== INSTRUCTIONS TO FOLLOW ==
Starting at the line that contains "If you could point to the grass lawn", reproduce every line through the end of the entries below, with no pictures in the copy.

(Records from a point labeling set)
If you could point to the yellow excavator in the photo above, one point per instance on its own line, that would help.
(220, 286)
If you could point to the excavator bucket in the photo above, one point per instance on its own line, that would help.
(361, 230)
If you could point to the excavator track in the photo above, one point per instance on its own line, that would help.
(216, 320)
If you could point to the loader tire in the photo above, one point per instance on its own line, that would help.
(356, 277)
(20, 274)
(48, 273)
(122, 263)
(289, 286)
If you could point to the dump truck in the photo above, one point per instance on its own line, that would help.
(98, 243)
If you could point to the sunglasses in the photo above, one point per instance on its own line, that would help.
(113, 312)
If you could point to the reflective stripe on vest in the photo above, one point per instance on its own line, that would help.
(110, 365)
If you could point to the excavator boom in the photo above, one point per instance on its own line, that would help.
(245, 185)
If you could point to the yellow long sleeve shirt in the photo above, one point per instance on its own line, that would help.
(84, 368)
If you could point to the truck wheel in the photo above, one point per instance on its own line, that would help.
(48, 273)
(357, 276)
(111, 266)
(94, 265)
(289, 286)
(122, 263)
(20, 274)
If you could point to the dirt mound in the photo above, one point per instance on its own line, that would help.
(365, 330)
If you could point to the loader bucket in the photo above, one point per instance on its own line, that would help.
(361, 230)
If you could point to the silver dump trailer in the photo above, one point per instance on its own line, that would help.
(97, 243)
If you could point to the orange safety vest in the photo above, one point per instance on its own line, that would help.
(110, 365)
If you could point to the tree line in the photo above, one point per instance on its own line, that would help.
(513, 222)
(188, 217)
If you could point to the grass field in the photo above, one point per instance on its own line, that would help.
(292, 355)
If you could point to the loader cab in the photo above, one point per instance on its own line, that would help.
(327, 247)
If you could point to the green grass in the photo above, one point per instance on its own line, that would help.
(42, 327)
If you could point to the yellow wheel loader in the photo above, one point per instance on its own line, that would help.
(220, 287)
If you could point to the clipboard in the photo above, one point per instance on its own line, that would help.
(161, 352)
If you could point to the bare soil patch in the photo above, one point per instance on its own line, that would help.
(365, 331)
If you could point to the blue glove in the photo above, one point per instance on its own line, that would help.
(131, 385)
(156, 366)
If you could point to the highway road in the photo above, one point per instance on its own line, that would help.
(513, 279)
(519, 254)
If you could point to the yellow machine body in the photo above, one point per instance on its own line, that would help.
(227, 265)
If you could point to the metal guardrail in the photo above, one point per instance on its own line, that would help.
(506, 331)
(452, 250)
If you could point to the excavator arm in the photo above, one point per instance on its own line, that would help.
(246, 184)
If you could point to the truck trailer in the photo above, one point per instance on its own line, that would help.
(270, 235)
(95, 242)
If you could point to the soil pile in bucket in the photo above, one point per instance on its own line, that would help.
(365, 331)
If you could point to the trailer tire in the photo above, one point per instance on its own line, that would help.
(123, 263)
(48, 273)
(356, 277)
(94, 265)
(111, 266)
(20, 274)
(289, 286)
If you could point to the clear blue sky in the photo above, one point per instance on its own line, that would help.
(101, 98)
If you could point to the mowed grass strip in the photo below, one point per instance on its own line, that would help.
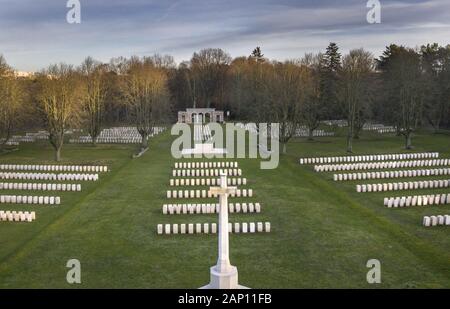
(323, 232)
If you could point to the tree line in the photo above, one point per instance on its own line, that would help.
(405, 87)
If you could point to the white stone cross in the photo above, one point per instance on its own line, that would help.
(223, 261)
(223, 274)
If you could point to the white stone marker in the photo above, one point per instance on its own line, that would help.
(223, 274)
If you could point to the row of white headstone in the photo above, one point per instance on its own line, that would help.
(106, 140)
(391, 174)
(203, 208)
(206, 182)
(436, 220)
(315, 133)
(54, 168)
(202, 133)
(17, 216)
(227, 164)
(40, 186)
(366, 158)
(380, 165)
(211, 228)
(48, 176)
(19, 199)
(410, 185)
(417, 200)
(205, 193)
(117, 135)
(386, 130)
(206, 172)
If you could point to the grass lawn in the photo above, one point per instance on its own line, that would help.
(323, 232)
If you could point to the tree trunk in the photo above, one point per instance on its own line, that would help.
(408, 140)
(310, 134)
(350, 142)
(58, 154)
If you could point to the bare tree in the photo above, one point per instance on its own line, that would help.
(60, 101)
(145, 88)
(354, 90)
(313, 105)
(402, 79)
(209, 67)
(93, 76)
(11, 102)
(283, 89)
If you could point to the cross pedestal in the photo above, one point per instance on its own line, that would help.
(223, 274)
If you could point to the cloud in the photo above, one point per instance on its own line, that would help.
(34, 34)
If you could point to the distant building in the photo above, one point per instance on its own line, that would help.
(23, 74)
(200, 115)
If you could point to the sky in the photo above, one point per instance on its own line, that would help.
(35, 33)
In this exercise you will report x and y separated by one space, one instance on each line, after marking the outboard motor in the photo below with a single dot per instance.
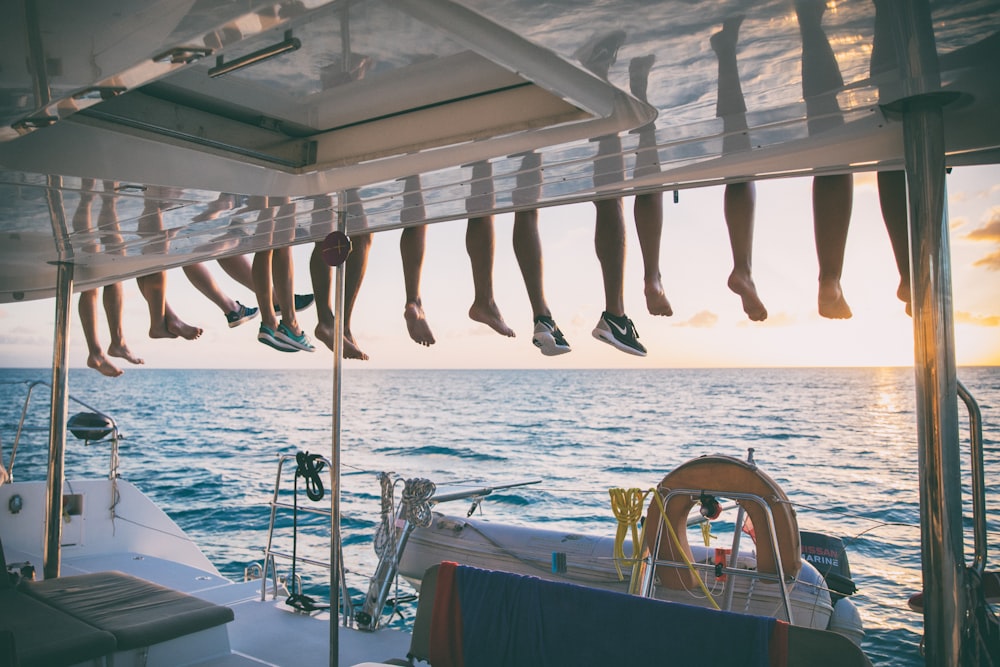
90 426
827 554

== RESULT OF THIS TASK ==
If you could point to the grass lawn in the photo above, one point per instance on its own line, that would help.
(323, 232)
If you could point to the tree trunk in the photo above, one point per instance on its own line, that would help.
(408, 140)
(310, 134)
(350, 142)
(58, 154)
If you could point to the bare tree in the photo above, one point per instance on its own line, that would help.
(60, 101)
(145, 88)
(354, 90)
(313, 105)
(402, 79)
(209, 67)
(93, 76)
(11, 102)
(283, 89)
If you could point to the cross pedestal in the photo above, one point per instance on its own line, that would help.
(223, 274)
If you could point to the cloud in the photo above, one point per instance on its own line, that would help.
(34, 34)
If you could point to the distant building in the photo above, one point per instance on its own line, that would help.
(23, 74)
(200, 115)
If you could point to the sky in the photo above, one point per instance on its own line, that would help.
(35, 33)
In this exercise you will report x and y separated by one space, one instance on each line, after marking the outboard motor in the photo below with a single dot per instance.
90 426
827 554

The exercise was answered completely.